## [WORK TO COMPLETE]
According to the DjVu conversion account below, why was the DjVu compression done one article at a time? Answer in one to three sentences.

## [EXCERPT]
## START

The TIFF files were then converted to DjVu on a Linux machine at AT&T
using the command-line compressor "documenttodjvu" (part of the
high-end DjVu software suite developed at AT&T and commercialized by
LizardTech). The DjVu compression was performed one article at a time
to maximize the file size reduction obtained by sharing dictionnaries
of shapes accross multiple pages. Each article was saved as a separate
multi-page DjVu file. The total of the collection was reduced from
1,413MB in TIFF to 153MB in DjVu (pre OCR). A ratio of 9.2. A PDF
version of the collection would be slightly larger than the TIFF
version, as Acrobat merely encapsulate Group-IV encoded pages into a
PDF container.
The DjVu files were then run through the "djvurtk" command, an OCR
tool developed at AT&T Labs around Expervision's OCR Software
Development Kit for Linux. djvurtk runs the bitonal layer of a DjVu
document through OCR and embeds the recognized text into the "hidden
text" chunk of the DjVu document. The hidden text chunk of a DjVu
page contains the recognized text hierarchically organized into
columns, regions, paragraphs, lines, and words. Each object in the
hierarchy is annotated with the coordinates of its bounding box
on the page.
Two utilities were then used to convert the hidden text layer into
text files for subsequent indexing. The first one is "djvutoxml"
which turns the hidden text layer of a DjVu document into an XML-based
format. It was written by
Bill Riemers
(formerly at AT&T and now lead developer for DjVu at LizardTech), and
is distributed with the open source DjVu reference library.
The second utility is "djvused", a do-it-all DjVu manipulation utility
written by Leon Bottou
which was used to turn the hidden text layer into a Lisp-like
format.
The search capability was implemented by
Jeffery Triggs.
It consists of a few Perl scripts built around the
Glimpse search engine.

## END

## [SUPPLIED DATA]
## START

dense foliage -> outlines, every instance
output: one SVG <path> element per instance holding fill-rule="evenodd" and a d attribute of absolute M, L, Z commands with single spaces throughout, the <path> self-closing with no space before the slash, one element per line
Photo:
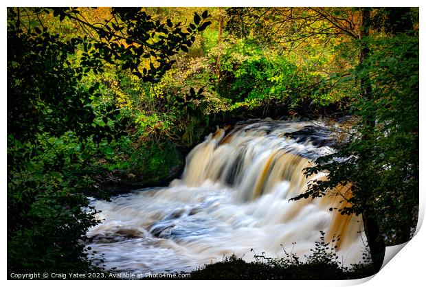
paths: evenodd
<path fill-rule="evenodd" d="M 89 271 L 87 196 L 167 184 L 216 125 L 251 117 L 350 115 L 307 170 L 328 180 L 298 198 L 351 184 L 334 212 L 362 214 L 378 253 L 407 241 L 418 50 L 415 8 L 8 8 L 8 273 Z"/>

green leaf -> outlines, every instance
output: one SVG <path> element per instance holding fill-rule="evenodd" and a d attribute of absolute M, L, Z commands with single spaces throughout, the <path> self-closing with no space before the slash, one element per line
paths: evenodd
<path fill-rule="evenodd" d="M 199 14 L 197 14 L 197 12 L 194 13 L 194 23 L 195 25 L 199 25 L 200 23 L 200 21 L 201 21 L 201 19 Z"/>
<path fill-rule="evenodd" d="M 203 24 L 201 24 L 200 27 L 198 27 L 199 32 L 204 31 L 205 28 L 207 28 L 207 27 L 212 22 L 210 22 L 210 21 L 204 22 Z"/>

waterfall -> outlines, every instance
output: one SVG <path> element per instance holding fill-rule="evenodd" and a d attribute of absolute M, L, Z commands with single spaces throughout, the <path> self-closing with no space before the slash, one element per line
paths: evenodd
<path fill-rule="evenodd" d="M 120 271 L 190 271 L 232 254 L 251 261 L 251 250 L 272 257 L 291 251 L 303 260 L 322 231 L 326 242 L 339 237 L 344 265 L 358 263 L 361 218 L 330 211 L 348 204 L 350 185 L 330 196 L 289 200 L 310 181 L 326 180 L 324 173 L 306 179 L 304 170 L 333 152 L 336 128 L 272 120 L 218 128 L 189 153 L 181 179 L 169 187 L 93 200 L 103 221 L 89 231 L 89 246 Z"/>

## END

## [ANSWER TO THE EXERCISE]
Compressing one article at a time let the compressor share dictionaries of shapes across the several pages of each article. This maximized the reduction in file size.